'''

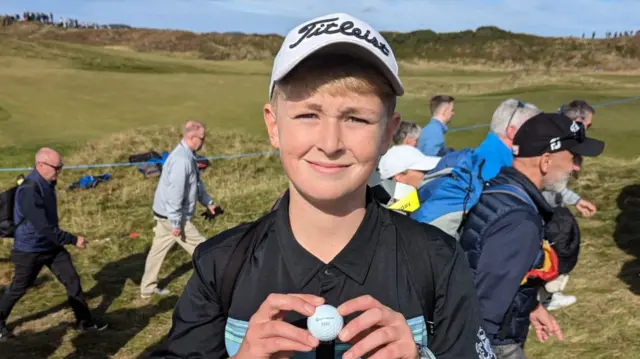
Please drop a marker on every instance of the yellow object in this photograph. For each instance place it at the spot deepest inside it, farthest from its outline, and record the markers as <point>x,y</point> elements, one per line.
<point>408,203</point>
<point>546,265</point>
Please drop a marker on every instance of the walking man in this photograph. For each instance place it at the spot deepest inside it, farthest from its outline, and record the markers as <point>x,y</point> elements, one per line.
<point>174,205</point>
<point>39,242</point>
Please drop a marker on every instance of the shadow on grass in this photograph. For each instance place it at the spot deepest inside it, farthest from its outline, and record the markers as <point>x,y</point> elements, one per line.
<point>146,354</point>
<point>110,283</point>
<point>627,235</point>
<point>35,344</point>
<point>125,324</point>
<point>39,281</point>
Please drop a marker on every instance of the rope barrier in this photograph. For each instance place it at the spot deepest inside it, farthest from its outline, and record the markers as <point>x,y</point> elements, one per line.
<point>260,154</point>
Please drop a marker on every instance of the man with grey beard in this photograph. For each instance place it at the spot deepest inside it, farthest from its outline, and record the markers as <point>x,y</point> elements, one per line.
<point>504,233</point>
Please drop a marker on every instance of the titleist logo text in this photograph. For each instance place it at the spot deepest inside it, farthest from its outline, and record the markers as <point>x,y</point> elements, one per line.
<point>348,28</point>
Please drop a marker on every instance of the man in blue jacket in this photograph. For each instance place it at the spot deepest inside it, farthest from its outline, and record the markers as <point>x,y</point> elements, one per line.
<point>504,231</point>
<point>40,242</point>
<point>431,141</point>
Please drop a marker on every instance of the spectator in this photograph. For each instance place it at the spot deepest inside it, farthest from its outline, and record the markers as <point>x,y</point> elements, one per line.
<point>431,141</point>
<point>328,231</point>
<point>407,133</point>
<point>504,233</point>
<point>406,164</point>
<point>579,111</point>
<point>507,119</point>
<point>40,242</point>
<point>179,188</point>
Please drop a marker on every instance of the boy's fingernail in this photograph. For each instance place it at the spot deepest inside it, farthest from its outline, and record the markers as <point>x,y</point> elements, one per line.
<point>310,308</point>
<point>313,340</point>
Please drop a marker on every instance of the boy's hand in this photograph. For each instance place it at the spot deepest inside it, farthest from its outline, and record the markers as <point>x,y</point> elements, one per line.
<point>545,324</point>
<point>268,336</point>
<point>378,333</point>
<point>586,208</point>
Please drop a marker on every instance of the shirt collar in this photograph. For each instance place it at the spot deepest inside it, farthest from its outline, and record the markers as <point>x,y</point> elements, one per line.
<point>184,144</point>
<point>354,260</point>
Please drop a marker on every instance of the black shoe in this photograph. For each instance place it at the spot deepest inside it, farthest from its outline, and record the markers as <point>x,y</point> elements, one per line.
<point>91,326</point>
<point>5,334</point>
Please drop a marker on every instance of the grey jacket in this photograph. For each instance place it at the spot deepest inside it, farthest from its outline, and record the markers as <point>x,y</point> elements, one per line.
<point>180,187</point>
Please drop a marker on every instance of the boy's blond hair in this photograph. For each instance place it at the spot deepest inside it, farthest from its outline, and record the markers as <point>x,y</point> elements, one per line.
<point>336,75</point>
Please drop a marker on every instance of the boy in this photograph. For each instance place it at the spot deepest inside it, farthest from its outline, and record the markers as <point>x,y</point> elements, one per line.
<point>331,114</point>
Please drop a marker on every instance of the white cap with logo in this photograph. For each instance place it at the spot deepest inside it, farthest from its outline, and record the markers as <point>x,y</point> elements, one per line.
<point>401,158</point>
<point>341,33</point>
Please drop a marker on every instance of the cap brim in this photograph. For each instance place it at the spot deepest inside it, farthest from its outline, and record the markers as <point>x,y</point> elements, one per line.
<point>589,148</point>
<point>426,164</point>
<point>351,47</point>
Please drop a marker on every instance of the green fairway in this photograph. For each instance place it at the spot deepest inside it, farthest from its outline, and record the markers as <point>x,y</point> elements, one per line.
<point>99,105</point>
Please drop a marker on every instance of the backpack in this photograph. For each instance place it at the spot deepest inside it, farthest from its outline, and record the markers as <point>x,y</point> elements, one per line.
<point>7,203</point>
<point>563,233</point>
<point>86,182</point>
<point>450,190</point>
<point>418,263</point>
<point>546,265</point>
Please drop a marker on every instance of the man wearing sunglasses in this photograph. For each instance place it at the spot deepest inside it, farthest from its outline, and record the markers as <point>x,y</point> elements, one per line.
<point>551,296</point>
<point>503,235</point>
<point>39,242</point>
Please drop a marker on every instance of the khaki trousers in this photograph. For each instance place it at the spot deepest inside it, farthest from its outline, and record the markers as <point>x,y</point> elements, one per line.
<point>162,243</point>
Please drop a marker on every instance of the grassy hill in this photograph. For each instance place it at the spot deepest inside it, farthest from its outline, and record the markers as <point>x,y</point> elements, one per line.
<point>100,95</point>
<point>489,46</point>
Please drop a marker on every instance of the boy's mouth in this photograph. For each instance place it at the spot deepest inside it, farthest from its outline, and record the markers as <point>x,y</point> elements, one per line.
<point>328,167</point>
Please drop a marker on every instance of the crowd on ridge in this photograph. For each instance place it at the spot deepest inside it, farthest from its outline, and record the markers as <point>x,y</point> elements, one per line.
<point>48,19</point>
<point>483,258</point>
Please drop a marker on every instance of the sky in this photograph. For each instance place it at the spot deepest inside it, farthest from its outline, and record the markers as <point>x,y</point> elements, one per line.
<point>539,17</point>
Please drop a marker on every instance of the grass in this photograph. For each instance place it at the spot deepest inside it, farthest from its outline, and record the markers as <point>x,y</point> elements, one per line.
<point>64,96</point>
<point>485,46</point>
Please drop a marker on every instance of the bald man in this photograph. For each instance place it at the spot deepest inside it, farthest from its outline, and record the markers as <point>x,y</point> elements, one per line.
<point>179,188</point>
<point>40,242</point>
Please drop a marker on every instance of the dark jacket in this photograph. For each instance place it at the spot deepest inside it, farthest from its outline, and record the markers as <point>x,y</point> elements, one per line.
<point>502,239</point>
<point>36,213</point>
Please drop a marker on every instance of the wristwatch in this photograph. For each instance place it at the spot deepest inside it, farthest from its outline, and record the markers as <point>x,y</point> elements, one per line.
<point>424,352</point>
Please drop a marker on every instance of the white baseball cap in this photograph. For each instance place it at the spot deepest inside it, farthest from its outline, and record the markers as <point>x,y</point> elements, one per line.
<point>341,33</point>
<point>405,157</point>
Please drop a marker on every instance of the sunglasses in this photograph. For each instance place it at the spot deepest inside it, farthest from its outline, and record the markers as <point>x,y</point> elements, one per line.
<point>56,168</point>
<point>519,106</point>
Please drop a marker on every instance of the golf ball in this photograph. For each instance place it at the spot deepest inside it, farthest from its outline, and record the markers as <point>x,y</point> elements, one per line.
<point>325,324</point>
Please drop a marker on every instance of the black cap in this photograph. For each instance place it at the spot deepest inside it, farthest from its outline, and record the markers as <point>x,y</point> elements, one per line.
<point>553,132</point>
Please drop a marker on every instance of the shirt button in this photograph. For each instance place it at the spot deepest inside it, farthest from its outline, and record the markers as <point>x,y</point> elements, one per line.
<point>328,272</point>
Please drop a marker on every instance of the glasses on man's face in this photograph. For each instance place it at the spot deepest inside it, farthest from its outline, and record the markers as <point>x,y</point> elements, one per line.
<point>519,106</point>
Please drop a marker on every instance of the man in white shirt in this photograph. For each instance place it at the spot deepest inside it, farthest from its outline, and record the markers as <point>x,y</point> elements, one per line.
<point>179,188</point>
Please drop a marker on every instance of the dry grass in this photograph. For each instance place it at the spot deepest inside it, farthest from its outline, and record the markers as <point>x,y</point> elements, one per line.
<point>602,323</point>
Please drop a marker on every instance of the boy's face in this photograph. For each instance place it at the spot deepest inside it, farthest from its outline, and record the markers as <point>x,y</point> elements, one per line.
<point>330,145</point>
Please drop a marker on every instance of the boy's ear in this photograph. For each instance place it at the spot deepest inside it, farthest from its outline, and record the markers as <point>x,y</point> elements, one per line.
<point>272,126</point>
<point>390,129</point>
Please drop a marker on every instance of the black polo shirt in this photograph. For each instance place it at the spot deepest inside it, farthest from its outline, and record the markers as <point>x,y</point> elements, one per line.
<point>371,263</point>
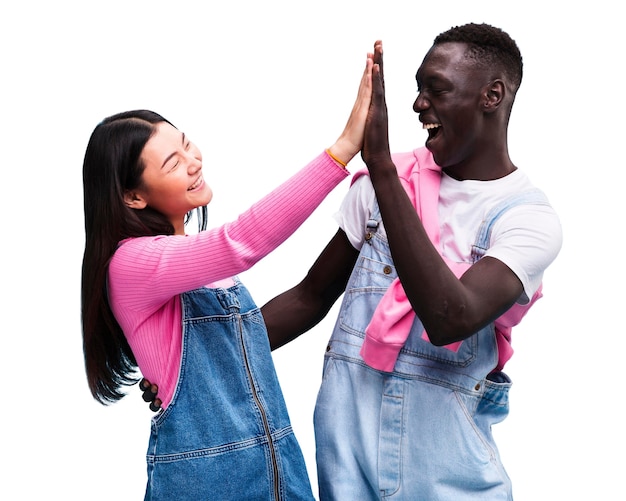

'''

→ Your objective:
Render everything from the start of the records down to and including the line containing "<point>260,154</point>" as a Markdown table with the columns Number and Entry, putting each line's number under Number and the line itself under Entry. Skip blank lines and leave the pictures out.

→ Response below:
| Number | Entry |
|---|---|
| 1 | Please drop a marker on every instance of the yellow object in this photograph. For each instance place it at the spot deepest inside it, farthest from its outline, and record the markers as <point>x,y</point> elements, one per line. |
| 2 | <point>408,203</point> |
| 3 | <point>546,265</point> |
| 4 | Please drop a marker on every instance of the walking man in this photograph. For each instance place it at the spot deepest inside it, farthest from its outline, and record the markers as <point>x,y</point> elements, one per line. |
| 5 | <point>174,205</point> |
| 6 | <point>39,242</point> |
| 7 | Please drop a marker on every instance of the shadow on grass in this photograph. For each instance place it at the spot deepest inside it, farthest from its outline, and record the markers as <point>x,y</point> elements, one per line. |
| 8 | <point>146,354</point> |
| 9 | <point>110,283</point> |
| 10 | <point>627,235</point> |
| 11 | <point>35,344</point> |
| 12 | <point>125,324</point> |
| 13 | <point>39,281</point> |
| 14 | Please drop a marker on every instance of the rope barrier in this photograph. For each instance place it at the spot deepest inside it, farthest from its outline, and record the markers as <point>x,y</point> elements, one per line. |
| 15 | <point>260,154</point> |